— begin —

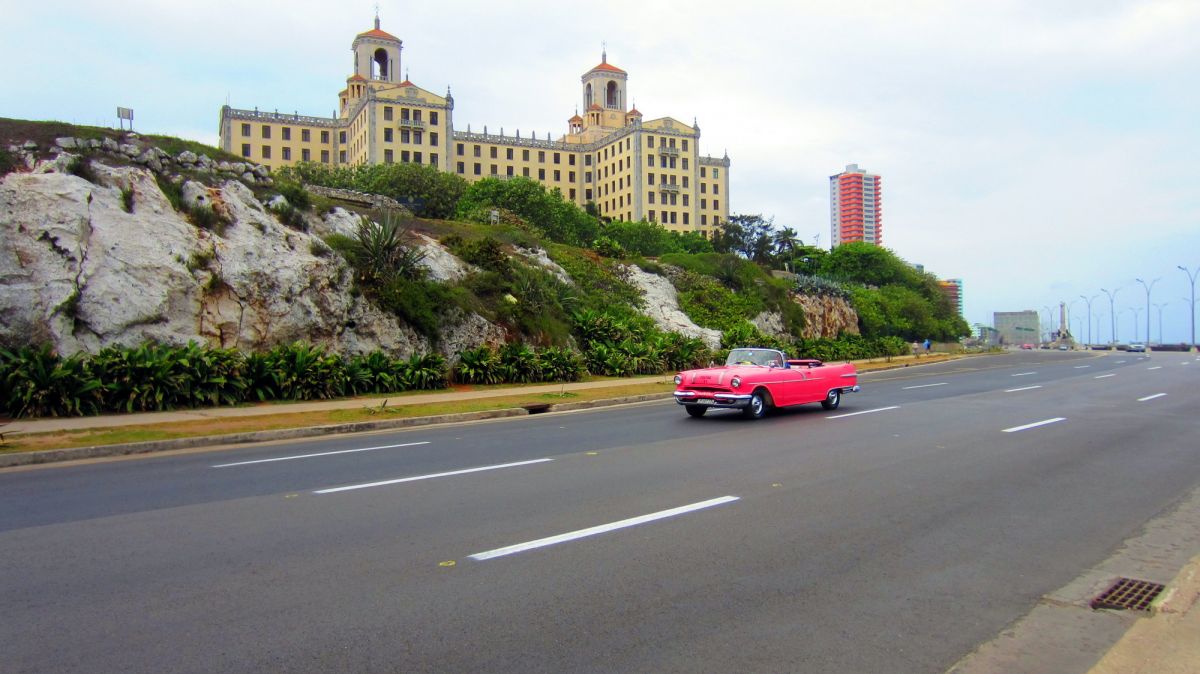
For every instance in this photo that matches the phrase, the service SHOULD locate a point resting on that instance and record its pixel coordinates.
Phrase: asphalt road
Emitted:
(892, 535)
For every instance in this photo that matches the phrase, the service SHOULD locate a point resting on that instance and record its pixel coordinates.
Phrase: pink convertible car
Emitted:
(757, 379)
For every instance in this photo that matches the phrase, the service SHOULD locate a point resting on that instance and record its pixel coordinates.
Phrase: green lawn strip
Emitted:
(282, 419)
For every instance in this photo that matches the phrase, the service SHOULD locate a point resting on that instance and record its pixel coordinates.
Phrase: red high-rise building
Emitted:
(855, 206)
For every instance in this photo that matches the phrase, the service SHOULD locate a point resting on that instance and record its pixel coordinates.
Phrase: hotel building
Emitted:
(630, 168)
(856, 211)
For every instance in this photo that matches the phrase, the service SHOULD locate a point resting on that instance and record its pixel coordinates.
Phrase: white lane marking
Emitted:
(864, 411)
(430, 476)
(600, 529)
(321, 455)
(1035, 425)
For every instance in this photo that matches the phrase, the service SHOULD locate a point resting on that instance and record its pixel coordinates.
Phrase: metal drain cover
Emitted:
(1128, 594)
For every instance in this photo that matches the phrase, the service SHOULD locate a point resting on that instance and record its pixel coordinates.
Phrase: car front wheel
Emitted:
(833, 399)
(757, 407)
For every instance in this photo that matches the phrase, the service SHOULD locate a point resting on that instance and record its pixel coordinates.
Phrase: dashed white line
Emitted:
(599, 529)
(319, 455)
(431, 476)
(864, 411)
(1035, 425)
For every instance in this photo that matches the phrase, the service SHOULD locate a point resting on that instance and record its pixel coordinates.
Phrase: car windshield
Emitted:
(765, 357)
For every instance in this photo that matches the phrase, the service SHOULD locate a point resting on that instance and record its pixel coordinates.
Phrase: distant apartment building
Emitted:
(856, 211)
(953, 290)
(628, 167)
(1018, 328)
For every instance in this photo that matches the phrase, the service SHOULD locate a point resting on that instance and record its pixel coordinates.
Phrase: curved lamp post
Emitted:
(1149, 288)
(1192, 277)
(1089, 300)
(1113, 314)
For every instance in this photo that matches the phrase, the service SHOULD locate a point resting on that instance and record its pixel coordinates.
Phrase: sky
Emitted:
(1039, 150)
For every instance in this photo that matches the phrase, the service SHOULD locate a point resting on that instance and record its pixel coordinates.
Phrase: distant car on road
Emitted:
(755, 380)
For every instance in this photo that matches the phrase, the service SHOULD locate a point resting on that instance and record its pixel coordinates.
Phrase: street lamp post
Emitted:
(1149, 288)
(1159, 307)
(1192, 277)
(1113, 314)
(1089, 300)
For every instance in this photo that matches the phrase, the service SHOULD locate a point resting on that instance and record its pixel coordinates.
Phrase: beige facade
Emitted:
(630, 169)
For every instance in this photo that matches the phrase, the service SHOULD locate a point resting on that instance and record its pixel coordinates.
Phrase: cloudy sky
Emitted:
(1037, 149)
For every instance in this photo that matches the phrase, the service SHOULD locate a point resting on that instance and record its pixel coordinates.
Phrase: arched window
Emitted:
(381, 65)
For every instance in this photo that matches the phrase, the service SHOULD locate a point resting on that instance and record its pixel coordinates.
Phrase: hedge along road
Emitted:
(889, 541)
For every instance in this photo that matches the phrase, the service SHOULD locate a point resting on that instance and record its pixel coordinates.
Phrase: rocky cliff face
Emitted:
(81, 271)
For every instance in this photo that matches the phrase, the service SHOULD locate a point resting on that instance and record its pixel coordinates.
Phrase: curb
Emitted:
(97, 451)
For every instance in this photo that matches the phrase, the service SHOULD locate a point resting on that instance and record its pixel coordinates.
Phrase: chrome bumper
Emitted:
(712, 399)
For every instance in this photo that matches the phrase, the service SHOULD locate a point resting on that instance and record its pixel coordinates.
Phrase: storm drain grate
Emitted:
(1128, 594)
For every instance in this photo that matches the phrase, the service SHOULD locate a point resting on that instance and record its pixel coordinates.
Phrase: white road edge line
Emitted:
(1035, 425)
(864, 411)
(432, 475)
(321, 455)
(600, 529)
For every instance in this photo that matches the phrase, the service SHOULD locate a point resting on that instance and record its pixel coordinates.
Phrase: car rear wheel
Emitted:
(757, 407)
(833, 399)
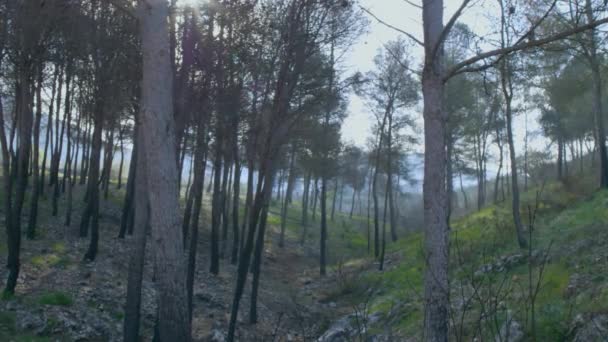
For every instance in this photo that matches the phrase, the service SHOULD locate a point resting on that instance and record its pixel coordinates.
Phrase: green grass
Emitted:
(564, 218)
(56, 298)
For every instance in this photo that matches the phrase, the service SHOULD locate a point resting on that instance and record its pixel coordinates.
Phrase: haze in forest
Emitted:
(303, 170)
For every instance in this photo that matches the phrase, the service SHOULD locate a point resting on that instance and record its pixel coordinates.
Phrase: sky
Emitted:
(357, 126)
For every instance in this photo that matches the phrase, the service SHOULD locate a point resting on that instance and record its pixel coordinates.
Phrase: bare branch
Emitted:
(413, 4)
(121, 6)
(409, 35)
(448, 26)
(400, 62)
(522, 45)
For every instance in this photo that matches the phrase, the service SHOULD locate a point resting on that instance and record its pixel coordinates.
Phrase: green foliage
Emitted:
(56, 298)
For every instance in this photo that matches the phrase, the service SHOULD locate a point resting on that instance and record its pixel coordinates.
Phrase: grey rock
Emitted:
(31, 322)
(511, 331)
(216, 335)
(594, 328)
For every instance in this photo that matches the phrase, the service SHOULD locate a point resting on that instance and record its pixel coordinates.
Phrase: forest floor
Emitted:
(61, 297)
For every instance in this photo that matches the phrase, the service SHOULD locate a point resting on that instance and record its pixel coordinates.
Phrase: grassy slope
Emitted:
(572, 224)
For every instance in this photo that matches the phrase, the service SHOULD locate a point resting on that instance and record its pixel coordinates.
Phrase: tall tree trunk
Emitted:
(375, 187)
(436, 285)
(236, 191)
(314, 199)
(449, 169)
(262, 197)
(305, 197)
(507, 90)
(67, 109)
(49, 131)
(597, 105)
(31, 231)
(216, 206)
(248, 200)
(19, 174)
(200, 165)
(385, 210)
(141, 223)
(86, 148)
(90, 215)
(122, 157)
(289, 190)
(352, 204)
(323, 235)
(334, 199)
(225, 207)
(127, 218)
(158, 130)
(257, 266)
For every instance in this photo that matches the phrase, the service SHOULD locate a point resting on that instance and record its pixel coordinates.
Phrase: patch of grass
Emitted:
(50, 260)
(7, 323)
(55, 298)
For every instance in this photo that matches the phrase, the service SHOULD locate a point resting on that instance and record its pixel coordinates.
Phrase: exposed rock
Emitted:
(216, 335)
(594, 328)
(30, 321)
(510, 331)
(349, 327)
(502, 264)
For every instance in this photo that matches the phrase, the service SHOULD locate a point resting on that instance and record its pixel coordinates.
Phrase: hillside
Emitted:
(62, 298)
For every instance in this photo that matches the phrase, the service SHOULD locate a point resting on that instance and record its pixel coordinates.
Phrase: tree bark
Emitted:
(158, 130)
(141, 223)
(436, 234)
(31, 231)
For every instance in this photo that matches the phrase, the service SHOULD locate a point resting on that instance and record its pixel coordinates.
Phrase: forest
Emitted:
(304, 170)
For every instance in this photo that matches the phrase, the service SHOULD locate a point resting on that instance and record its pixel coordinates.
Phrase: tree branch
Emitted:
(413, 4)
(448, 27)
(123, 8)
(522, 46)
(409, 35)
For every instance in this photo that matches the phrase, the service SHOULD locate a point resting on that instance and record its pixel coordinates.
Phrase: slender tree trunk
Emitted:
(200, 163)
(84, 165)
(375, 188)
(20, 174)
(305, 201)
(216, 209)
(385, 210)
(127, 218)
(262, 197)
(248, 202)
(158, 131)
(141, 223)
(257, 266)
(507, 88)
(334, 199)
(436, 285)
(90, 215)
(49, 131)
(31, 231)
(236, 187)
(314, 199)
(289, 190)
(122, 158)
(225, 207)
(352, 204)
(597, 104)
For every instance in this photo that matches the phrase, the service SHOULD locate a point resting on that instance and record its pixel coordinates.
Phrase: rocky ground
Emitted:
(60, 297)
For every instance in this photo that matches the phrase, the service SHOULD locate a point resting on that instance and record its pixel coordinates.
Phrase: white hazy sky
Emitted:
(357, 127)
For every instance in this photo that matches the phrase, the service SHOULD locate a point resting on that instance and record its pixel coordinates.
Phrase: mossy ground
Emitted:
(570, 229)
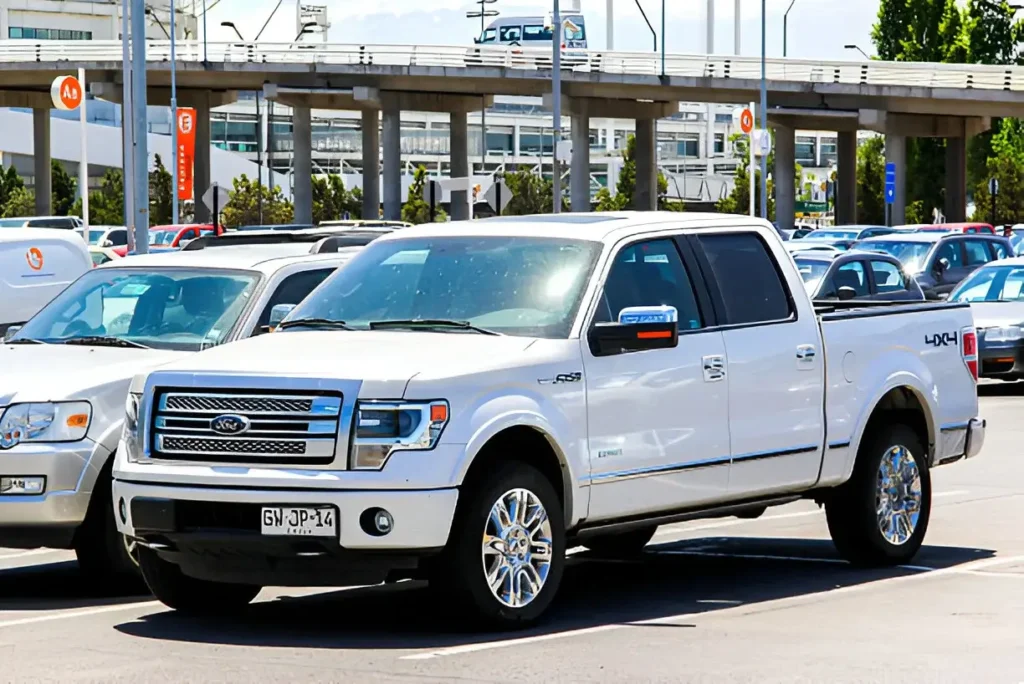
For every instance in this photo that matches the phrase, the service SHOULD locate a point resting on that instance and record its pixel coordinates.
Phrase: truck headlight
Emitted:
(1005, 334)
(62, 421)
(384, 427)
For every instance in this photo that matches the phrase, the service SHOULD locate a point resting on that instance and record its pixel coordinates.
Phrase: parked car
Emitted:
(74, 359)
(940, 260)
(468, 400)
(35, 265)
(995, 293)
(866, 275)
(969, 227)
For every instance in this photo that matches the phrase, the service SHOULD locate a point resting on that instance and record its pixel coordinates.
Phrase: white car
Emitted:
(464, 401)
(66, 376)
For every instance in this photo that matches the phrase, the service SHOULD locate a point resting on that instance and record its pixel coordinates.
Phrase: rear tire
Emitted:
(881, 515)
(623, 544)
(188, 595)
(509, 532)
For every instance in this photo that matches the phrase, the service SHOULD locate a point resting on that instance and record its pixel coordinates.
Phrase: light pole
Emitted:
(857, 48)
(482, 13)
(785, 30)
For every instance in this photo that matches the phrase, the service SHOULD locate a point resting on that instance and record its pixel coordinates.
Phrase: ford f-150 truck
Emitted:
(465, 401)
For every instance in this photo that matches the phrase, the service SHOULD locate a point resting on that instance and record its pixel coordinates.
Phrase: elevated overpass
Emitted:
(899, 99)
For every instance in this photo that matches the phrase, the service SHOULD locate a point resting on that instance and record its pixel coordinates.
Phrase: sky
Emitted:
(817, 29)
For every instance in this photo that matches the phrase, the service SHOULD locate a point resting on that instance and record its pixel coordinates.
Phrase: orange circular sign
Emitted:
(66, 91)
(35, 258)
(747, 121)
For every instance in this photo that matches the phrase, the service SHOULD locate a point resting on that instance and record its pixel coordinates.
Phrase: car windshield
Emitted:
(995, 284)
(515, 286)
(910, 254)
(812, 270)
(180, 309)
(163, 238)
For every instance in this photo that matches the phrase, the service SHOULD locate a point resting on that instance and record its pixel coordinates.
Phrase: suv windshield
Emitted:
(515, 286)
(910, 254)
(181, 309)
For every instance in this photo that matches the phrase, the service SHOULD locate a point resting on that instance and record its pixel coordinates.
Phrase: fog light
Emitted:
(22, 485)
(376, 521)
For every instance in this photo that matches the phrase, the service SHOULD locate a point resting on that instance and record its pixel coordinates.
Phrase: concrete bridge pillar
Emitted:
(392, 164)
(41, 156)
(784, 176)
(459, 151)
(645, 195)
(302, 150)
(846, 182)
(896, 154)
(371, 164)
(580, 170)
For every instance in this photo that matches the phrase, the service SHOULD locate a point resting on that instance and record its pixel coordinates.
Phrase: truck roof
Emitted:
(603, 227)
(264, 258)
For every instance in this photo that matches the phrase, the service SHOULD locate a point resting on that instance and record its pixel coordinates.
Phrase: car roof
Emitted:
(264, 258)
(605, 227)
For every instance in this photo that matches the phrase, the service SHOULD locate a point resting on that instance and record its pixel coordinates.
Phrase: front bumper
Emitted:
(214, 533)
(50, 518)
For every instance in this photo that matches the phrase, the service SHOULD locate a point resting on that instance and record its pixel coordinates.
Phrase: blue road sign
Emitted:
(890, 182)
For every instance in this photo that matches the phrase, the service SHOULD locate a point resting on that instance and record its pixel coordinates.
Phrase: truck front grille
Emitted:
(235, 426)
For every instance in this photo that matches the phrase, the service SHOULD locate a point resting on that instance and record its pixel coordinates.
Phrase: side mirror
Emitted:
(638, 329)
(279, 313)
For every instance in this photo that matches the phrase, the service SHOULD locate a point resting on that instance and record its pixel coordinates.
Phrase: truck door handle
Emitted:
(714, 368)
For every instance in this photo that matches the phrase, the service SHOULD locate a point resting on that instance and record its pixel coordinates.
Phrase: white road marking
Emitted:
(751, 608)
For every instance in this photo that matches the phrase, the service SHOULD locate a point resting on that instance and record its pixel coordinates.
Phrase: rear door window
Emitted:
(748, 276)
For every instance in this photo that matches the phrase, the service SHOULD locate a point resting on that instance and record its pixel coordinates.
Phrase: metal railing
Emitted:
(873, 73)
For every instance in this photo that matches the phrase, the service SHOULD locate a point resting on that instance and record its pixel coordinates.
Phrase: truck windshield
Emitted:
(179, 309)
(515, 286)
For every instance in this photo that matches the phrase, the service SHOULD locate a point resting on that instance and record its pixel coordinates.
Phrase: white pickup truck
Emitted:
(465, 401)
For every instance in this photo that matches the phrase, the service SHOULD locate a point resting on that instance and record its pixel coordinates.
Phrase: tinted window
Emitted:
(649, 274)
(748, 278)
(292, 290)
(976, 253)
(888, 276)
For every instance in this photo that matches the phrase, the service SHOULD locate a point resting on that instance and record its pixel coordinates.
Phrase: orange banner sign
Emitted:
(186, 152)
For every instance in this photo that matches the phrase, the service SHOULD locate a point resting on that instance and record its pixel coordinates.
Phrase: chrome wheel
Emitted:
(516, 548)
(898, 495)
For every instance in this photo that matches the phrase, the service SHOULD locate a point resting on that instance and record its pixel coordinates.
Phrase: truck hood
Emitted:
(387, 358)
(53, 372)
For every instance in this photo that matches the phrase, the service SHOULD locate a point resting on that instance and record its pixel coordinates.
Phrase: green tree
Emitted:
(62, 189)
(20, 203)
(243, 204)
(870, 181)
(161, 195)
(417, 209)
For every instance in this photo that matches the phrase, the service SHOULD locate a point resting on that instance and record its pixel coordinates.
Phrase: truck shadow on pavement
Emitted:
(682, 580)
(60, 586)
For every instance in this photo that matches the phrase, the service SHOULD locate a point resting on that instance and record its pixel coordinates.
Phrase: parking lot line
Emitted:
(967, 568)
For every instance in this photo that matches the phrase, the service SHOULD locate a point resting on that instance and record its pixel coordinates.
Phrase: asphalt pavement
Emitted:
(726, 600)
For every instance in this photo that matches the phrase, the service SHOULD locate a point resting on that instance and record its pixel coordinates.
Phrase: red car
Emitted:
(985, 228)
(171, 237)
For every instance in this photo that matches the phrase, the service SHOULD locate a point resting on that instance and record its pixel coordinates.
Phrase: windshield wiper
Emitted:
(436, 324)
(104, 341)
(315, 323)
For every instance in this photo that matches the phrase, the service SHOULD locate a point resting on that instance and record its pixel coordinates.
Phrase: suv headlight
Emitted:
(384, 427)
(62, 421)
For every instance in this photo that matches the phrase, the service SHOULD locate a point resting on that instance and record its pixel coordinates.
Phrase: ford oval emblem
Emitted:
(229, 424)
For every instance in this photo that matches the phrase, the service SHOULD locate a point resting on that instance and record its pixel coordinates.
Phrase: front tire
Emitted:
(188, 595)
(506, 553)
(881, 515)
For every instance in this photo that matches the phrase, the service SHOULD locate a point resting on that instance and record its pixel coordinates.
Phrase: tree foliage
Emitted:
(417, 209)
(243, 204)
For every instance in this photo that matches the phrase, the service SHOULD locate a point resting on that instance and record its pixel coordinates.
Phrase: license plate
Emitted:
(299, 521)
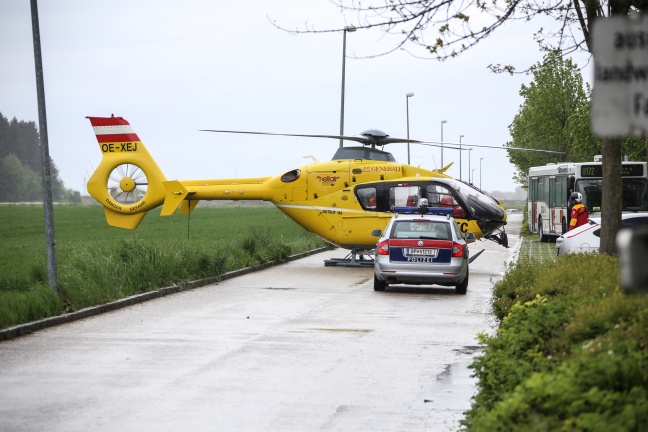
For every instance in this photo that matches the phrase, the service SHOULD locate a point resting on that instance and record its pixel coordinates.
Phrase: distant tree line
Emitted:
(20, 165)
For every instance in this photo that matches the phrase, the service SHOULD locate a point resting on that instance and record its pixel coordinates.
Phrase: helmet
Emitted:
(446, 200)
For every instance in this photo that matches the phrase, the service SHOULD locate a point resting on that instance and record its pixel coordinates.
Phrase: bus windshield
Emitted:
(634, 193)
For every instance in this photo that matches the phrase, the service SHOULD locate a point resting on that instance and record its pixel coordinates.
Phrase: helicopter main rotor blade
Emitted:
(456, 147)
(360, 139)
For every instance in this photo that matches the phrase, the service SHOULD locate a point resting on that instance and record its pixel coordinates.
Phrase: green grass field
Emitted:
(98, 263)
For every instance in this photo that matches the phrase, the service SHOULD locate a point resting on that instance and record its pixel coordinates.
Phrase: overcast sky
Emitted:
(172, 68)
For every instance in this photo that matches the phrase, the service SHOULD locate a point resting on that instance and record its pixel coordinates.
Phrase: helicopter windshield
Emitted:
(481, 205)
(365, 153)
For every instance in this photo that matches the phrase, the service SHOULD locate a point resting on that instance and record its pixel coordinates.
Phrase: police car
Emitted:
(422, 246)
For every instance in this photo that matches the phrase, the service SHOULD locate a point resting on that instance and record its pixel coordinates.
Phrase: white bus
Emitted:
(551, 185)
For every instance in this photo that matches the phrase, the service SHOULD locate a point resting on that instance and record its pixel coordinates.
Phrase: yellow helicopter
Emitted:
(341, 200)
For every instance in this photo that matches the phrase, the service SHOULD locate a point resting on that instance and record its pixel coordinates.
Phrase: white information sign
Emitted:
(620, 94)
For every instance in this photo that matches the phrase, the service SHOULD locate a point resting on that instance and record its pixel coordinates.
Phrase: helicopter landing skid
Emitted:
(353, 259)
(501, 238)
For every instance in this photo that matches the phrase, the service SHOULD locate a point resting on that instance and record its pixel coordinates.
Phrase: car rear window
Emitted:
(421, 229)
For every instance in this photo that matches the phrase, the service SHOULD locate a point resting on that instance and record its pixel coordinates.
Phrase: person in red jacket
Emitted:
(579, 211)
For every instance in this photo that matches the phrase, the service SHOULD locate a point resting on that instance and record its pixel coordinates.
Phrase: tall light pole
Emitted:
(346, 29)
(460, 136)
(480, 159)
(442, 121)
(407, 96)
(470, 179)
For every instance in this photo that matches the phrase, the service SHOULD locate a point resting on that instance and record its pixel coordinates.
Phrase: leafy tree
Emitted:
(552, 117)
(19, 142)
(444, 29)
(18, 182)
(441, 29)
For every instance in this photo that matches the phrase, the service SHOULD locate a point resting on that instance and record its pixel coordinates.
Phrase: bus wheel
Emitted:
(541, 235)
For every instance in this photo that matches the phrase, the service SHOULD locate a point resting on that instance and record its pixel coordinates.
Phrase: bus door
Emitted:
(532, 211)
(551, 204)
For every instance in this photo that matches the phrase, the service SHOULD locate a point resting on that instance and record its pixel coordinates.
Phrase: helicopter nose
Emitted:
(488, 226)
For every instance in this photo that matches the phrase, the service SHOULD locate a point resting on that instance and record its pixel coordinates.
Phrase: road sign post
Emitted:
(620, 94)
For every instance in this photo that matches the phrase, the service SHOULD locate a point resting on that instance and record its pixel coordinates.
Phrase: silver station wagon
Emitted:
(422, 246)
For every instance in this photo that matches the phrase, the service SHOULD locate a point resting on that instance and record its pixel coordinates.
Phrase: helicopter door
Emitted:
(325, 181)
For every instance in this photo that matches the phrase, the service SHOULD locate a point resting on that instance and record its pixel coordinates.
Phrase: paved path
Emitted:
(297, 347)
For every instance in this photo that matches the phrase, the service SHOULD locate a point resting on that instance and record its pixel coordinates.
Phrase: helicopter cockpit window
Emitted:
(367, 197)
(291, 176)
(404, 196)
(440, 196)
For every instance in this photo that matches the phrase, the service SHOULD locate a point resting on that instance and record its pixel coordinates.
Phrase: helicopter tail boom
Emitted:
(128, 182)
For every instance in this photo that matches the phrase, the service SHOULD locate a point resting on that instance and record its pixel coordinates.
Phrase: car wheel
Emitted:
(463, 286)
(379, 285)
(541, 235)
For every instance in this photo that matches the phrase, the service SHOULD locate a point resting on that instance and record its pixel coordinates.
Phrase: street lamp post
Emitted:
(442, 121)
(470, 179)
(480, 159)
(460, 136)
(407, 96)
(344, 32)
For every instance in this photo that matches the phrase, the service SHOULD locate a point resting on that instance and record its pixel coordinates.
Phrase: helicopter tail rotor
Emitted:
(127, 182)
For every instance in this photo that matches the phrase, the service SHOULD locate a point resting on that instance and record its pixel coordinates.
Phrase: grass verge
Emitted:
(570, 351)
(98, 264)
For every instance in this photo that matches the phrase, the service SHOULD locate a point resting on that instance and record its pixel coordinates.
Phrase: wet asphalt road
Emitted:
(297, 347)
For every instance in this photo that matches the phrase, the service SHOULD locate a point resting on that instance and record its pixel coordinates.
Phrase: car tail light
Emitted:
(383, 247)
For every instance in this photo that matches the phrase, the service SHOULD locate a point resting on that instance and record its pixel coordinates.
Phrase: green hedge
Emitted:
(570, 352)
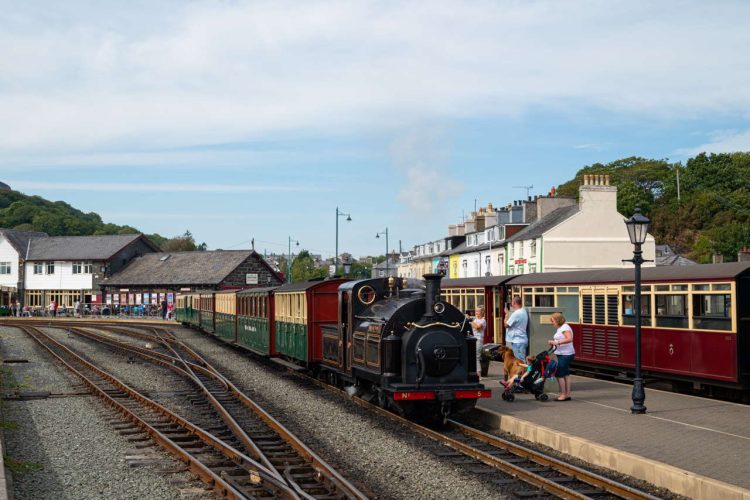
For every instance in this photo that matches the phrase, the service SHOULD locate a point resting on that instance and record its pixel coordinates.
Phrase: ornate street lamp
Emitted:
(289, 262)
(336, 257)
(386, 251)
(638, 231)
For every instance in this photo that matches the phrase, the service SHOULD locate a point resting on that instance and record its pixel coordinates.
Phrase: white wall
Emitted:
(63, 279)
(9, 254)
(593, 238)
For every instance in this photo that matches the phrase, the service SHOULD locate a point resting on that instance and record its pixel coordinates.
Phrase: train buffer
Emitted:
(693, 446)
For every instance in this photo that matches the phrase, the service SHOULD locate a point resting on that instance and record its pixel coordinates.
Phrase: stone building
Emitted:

— end —

▸ Aim:
Return every line of the records that contains the word "metal".

▸ Result of this exercise:
Phrase: metal drain cover
Phrase: metal railing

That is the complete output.